◆ Verilen Metin
>>

Bursa'da mutfak malzemeleri sanata dönüştürüyor
Bursa'da yaşayan Yılmaz Emen, yaşadığı maddi sıkıntılar nedeniyle ilkokul birinci sınıftan sonra okula devam edemedi. Şoförlük yapan babasının yanına gittiği sıralarda bıçak ustalarının çalışmalarını takip eden Emen, 8 yaşında bir bıçakçının yanında çırak olarak çalışmaya başladı. Henüz 19 yaşındayken, Türk Silahlı Kuvvetleri tarafından o yıllara kadar Almanya'dan satın alınan kılıçları imal etmesi için İstanbul'a davet edilen Emen, Okmeydanı Darrücaleze'de bulunan Demirhane'de, kılıçlar yaptı. Daha sonra askere giden Yılmaz Emen, ilkokul diplomasını da vatani görevini yaparken aldı.
DEVLET BAŞKANLARINA KILIÇLAR HEDİYE ETTİ
Askerlik sonrası kurduğu iş yerinde kendisini geliştiren Yılmaz Emen'in yaptığı kılıçlar, Bursa Valiliği tarafından kente gelen veya ziyaretine gidilen İngiltere Kraliçesi II. Elizabeth, ABD eski başkanlarından Richard Nixon, Fransa eski Cumhurbaşkanı Charles de Gaulle, Tunus eski Cumhurbaşkanı Habib Burgiba, Libya Kralı İdris Sunusi, Ürdün Kralı Hüseyin ve Şah Rıza Pehlevi'ye hediye edildi.
EVİNİN BİR ODASINI ATOLYEYE DÖNÜŞTÜRDÜ
Yaptığı kılıçlar, dönemin Cumhurbaşkanları Kenan Evren, Turgut Özal, Süleyman Demirel ve Abdullah Gül'e de hediye edilen Yılmaz Emen, 2000 yılında sağ gözünü yitirip, sol gözünde de görme kaybı yaşayınca, ağır metal işlerinden uzak kaldı. Sanat ile ilişkisini sürdüren Emen bu kez, evinin bir odasına taşıdığı atölyesinde, çatal ve kaşıklarla yel değirmeni, Eros ve filüt çalan insan figürleri yapmaya başladı. Bu figürler de büyük ilgi gördü. Sadece bu malzemeleri kullanarak yaptığı 15 parçadan oluşan Don Kişot ile romanın ana karakterlerinden biri olan Sancho Panza ve Yel Değirmeni figürleri, kitabının yayımlanmasının 400'üncü yıl dönümünde İspanya'da sergilendi.

<<

◆ Veri Satırları
>>

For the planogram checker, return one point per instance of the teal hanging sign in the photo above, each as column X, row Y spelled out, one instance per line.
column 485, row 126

<<

◆ Yapılacaklar
- 1) Verilen metne göre Yılmaz Emen'in ağır metal işlerini neden bıraktığını bir iki cümleyle açıklayın.
- 2) Verilen metinde Yılmaz Emen'in bir bıçakçının yanında çıraklığa başladığı yaş nedir?
Bu malzemenin metinle hiçbir bağlantısı yoktur.

◆ Görev Yanıtları
- 1) Yılmaz Emen, 2000 yılında sağ gözünü yitirdi ve sol gözünde de görme kaybı yaşadı. Bu yüzden ağır metal işlerinden uzak kaldı.

- 2) 8 yaşında.